Reproduce verbatim the lines from the one containing "Could you mark the region of every instance of the <item>pink" through the one containing "Now the <item>pink", including both of those lines, and nothing else.
━━ Material for this task
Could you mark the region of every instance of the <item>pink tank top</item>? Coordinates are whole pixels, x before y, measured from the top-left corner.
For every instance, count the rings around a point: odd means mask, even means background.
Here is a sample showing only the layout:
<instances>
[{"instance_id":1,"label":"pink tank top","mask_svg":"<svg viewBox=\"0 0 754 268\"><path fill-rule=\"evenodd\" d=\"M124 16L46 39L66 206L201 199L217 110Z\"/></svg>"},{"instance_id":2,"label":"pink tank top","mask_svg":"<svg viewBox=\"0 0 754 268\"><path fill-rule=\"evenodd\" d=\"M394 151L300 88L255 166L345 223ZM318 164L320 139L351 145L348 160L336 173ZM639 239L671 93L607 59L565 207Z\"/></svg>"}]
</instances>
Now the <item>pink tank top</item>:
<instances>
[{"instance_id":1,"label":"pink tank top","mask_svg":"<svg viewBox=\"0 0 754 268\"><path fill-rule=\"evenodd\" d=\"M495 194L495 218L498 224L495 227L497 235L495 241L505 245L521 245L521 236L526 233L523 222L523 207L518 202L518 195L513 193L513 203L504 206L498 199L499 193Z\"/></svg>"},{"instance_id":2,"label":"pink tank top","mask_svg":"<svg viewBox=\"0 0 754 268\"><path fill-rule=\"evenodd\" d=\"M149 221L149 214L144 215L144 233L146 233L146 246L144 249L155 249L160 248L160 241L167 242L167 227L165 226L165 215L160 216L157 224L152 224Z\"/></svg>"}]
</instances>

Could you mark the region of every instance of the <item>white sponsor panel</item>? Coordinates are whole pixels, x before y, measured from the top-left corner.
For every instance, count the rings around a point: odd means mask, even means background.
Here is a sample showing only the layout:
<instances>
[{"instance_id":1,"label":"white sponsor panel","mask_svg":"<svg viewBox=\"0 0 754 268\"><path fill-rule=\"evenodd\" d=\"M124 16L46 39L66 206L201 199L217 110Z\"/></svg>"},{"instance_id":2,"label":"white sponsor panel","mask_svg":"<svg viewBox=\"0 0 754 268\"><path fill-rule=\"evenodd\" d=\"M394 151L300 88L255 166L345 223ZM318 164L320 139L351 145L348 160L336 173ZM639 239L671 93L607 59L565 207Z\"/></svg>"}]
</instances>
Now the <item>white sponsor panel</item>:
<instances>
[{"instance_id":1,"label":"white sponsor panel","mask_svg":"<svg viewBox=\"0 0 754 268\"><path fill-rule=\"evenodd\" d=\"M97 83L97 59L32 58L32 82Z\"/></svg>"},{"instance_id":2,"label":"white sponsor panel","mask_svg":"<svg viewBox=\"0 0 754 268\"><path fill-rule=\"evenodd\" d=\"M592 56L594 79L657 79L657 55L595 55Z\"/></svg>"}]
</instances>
━━━━
━━ Material for this task
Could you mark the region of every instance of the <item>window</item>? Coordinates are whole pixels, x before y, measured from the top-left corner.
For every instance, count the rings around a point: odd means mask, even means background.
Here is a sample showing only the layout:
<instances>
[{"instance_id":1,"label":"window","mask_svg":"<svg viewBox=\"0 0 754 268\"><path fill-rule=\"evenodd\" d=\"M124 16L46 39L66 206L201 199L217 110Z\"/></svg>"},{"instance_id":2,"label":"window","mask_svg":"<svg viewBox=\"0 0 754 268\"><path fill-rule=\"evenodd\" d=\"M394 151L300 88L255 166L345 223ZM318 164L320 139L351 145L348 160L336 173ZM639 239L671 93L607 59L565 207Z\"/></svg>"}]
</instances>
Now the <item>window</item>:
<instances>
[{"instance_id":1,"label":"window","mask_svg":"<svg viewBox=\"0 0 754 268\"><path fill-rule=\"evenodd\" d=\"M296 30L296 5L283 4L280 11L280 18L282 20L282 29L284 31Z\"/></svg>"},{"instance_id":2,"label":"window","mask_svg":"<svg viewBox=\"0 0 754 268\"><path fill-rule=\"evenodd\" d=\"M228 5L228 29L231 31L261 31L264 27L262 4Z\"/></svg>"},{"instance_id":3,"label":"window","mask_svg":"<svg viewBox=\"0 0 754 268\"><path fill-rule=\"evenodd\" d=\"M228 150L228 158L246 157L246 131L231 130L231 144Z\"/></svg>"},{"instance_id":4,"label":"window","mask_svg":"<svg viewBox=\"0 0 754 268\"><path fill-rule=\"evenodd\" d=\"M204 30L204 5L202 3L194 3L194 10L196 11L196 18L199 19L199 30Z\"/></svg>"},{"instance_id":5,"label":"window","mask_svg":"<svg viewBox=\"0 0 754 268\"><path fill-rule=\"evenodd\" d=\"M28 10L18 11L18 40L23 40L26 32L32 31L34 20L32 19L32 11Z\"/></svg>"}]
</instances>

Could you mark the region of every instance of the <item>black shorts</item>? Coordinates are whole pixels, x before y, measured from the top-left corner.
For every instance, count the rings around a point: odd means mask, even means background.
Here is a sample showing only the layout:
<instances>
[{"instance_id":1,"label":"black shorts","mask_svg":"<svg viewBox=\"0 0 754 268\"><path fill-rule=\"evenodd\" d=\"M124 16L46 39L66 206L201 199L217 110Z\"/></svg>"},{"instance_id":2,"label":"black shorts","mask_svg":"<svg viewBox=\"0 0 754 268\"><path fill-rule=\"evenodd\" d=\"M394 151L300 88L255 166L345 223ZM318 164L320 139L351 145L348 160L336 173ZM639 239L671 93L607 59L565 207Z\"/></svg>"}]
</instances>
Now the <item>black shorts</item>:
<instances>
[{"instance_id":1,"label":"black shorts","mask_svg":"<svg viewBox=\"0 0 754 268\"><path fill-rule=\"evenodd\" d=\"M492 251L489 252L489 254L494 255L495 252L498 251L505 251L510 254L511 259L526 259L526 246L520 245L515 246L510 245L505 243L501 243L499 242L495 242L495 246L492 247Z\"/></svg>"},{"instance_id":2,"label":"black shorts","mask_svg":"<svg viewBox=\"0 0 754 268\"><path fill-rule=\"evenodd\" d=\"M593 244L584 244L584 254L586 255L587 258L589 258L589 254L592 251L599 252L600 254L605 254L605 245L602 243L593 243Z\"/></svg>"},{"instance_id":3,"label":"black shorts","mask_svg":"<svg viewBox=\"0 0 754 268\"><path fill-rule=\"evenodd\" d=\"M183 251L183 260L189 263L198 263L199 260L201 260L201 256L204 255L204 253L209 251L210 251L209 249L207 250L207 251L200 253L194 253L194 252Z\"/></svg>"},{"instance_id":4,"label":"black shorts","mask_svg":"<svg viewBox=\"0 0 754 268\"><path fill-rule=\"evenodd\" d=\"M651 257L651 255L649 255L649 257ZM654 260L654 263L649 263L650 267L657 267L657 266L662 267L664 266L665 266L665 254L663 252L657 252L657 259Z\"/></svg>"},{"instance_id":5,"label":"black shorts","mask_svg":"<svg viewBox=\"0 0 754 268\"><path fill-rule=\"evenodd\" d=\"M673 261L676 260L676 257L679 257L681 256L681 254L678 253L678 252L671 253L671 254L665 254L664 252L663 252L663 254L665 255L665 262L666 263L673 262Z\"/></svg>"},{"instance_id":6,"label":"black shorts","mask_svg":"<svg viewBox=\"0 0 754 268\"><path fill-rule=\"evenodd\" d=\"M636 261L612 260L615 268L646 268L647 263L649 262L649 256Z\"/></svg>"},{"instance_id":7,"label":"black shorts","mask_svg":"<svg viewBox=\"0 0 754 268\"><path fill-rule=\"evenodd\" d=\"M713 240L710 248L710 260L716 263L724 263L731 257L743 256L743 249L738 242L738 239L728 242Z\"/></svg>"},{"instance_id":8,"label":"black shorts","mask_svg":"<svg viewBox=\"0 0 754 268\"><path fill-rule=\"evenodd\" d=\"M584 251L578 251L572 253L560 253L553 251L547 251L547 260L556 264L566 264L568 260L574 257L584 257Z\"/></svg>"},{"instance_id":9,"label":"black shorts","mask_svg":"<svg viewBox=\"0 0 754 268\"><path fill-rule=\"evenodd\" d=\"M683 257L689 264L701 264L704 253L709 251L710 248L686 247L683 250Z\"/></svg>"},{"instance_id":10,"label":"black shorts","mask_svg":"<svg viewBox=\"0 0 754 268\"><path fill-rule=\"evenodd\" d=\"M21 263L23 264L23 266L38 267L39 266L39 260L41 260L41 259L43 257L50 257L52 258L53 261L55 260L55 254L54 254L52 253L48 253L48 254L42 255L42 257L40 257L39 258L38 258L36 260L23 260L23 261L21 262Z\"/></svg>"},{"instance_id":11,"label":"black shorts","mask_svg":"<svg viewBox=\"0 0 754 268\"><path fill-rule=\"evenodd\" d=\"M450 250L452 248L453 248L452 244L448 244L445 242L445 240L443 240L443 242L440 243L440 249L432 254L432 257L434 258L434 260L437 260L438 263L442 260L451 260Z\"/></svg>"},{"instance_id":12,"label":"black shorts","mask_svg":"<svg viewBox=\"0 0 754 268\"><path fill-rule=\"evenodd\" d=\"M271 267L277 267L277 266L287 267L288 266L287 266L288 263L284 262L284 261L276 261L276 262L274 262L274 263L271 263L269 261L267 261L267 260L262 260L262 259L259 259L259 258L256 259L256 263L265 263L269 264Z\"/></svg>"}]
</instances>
━━━━
*The response*
Could you mark the region of every instance of the <item>pink tank top</item>? Coordinates are whole pixels, x before y, measured from the top-left corner.
For every instance, count the rings around a point: odd means mask, even means background.
Here is a sample showing only the layout:
<instances>
[{"instance_id":1,"label":"pink tank top","mask_svg":"<svg viewBox=\"0 0 754 268\"><path fill-rule=\"evenodd\" d=\"M124 16L46 39L66 206L201 199L217 110Z\"/></svg>"},{"instance_id":2,"label":"pink tank top","mask_svg":"<svg viewBox=\"0 0 754 268\"><path fill-rule=\"evenodd\" d=\"M394 151L300 88L255 166L345 223ZM318 164L320 139L351 145L348 160L336 173ZM639 239L671 93L607 59L565 207Z\"/></svg>"}]
</instances>
Now the <item>pink tank top</item>:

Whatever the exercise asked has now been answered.